■ **TASK DIRECTIONS**
Lay out the records below as a Markdown table with the columns No. and Text, covering every line from the start of the records through the line with "280,199,496,454", both ends included. Number each row, skip blank lines, and leave the pictures out of the answer.
***** EXCERPTED DATA
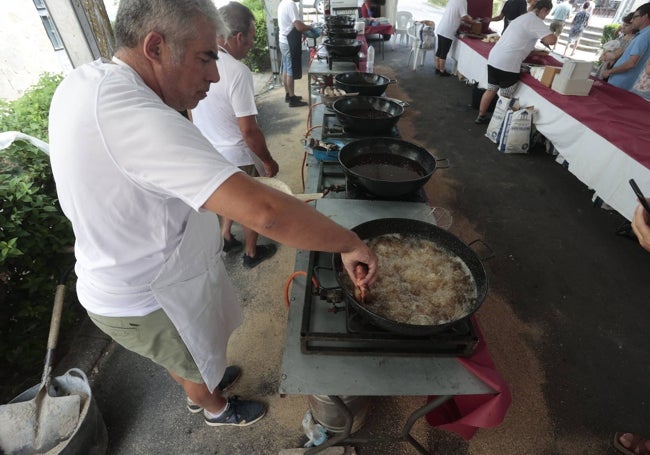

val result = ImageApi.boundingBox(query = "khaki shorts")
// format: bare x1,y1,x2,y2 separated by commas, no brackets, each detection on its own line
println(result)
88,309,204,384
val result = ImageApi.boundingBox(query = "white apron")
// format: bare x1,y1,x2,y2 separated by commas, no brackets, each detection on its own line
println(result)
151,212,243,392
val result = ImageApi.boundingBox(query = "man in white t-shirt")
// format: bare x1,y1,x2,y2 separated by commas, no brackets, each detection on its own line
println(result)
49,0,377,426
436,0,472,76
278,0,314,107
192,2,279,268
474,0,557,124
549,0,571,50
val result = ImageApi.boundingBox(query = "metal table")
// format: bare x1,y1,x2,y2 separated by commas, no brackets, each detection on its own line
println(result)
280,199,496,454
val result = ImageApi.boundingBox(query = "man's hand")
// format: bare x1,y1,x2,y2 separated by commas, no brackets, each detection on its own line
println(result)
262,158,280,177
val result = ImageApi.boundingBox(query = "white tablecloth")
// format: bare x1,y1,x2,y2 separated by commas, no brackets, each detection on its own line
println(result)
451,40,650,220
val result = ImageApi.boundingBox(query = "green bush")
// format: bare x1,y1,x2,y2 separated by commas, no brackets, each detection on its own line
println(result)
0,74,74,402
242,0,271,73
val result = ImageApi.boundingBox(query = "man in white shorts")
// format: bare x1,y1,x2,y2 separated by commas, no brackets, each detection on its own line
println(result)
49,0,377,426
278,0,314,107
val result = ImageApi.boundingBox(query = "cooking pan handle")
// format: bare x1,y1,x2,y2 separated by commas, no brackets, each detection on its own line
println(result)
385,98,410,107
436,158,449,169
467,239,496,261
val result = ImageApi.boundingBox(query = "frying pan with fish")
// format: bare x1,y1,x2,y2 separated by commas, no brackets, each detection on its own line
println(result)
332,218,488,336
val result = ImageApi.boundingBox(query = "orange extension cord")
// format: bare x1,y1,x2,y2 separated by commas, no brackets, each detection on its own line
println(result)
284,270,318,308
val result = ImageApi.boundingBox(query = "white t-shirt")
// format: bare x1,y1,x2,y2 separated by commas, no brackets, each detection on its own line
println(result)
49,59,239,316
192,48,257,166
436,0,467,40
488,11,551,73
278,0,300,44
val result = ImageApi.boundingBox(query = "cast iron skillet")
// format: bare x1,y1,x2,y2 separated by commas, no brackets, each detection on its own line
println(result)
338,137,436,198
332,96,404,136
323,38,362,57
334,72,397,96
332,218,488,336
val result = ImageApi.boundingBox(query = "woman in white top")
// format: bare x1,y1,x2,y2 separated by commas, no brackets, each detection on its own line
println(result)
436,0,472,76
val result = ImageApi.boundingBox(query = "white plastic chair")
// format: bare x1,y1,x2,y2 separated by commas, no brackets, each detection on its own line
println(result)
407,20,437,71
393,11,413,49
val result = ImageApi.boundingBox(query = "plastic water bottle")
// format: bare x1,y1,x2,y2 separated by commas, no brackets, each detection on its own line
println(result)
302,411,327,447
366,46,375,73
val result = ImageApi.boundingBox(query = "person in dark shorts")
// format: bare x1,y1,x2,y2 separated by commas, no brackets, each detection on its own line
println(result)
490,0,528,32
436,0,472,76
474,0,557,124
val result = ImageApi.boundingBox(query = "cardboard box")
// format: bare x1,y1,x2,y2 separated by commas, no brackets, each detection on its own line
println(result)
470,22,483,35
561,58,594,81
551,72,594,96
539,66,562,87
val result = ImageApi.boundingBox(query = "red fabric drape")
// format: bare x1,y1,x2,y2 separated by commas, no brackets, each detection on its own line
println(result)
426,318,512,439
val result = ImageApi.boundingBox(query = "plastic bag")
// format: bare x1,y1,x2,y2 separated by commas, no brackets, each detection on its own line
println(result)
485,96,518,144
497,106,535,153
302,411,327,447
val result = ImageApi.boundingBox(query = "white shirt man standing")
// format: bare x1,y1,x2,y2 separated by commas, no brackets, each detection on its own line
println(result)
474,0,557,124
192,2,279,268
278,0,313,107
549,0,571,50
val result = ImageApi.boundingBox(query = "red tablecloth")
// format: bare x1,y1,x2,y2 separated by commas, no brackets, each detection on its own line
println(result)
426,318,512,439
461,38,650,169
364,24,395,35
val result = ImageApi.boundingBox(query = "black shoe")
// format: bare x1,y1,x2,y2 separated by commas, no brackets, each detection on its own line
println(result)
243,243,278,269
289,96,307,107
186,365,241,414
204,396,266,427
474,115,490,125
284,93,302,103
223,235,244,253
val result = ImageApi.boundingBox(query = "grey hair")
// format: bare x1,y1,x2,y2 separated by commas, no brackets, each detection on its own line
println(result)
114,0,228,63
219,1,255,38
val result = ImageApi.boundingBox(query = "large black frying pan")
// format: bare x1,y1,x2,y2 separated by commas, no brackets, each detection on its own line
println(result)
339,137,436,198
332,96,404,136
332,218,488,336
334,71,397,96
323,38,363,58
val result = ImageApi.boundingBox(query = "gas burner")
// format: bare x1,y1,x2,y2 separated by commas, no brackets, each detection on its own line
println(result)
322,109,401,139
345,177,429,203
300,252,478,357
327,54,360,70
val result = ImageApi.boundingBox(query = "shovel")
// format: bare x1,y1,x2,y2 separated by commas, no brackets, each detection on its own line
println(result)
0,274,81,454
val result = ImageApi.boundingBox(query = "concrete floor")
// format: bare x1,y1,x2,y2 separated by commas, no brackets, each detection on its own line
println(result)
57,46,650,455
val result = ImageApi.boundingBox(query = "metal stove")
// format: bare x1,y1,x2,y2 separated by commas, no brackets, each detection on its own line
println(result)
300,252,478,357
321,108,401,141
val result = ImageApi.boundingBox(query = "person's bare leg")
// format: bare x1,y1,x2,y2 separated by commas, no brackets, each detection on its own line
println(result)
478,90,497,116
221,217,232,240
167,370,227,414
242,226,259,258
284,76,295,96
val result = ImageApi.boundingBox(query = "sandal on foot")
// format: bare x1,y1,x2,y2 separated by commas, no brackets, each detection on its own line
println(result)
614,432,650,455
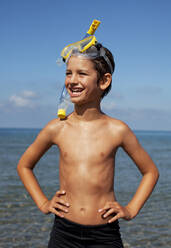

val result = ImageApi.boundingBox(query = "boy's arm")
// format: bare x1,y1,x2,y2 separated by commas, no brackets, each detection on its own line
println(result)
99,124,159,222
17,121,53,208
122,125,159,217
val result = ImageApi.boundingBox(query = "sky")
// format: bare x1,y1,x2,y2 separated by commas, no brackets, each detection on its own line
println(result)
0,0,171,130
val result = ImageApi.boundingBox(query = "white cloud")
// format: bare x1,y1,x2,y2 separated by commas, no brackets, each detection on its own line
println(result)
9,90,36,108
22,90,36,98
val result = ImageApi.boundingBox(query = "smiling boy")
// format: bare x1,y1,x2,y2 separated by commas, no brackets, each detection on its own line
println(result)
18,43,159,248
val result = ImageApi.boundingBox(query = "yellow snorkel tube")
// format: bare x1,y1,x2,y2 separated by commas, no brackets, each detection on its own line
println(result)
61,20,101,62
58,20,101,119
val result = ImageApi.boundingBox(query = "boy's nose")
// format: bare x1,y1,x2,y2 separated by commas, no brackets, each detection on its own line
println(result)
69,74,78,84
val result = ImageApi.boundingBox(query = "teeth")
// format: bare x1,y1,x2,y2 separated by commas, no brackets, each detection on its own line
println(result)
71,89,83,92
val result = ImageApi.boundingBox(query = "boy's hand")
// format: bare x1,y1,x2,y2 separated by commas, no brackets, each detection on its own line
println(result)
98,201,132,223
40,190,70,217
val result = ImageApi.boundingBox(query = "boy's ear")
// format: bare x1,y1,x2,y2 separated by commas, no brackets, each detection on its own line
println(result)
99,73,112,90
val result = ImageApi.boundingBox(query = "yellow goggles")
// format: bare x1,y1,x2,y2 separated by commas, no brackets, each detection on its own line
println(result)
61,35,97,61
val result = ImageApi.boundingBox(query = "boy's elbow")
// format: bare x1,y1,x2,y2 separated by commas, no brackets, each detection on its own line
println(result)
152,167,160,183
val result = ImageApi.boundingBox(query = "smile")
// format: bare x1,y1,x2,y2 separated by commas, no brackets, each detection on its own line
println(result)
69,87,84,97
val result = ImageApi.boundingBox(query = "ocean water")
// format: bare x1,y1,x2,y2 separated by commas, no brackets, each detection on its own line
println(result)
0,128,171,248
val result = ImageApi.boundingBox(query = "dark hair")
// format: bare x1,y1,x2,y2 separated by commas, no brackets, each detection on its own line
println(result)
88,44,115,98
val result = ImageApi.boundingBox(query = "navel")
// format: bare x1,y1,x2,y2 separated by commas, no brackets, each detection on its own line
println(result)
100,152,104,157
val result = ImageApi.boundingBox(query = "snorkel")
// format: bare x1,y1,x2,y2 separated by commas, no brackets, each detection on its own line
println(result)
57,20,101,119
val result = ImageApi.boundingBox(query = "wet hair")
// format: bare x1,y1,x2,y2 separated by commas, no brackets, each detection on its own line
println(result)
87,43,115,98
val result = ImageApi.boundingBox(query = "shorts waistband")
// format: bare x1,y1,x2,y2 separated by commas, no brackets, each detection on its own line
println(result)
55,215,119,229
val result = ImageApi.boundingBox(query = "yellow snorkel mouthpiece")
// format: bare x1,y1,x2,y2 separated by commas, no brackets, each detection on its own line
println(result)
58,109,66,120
**********
■ **RIGHT ANSWER**
| No. | Text |
|---|---|
| 1 | val result = ImageApi.boundingBox(query = "khaki shorts") |
| 2 | // format: bare x1,y1,x2,y2 separated by commas, no brackets, each detection on its own line |
| 3 | println(result) |
| 4 | 88,309,204,384 |
| 5 | val result = ImageApi.boundingBox(query = "white apron") |
| 6 | // format: bare x1,y1,x2,y2 separated by commas, no brackets, each detection on its own line |
| 7 | println(result) |
| 8 | 151,212,243,392 |
| 9 | val result = ImageApi.boundingBox(query = "man in white t-shirt") |
| 10 | // format: bare x1,y1,x2,y2 separated by commas, no brackets, each detection on its own line |
| 11 | println(result) |
| 12 | 49,0,377,426 |
| 13 | 436,0,472,76 |
| 14 | 278,0,314,107 |
| 15 | 192,2,279,268 |
| 16 | 474,0,557,124 |
| 17 | 549,0,571,50 |
| 18 | val result = ImageApi.boundingBox(query = "metal table") |
| 19 | // format: bare x1,y1,x2,y2 separated by commas, no brackets, each detection on its own line |
| 20 | println(result) |
| 21 | 280,199,496,454 |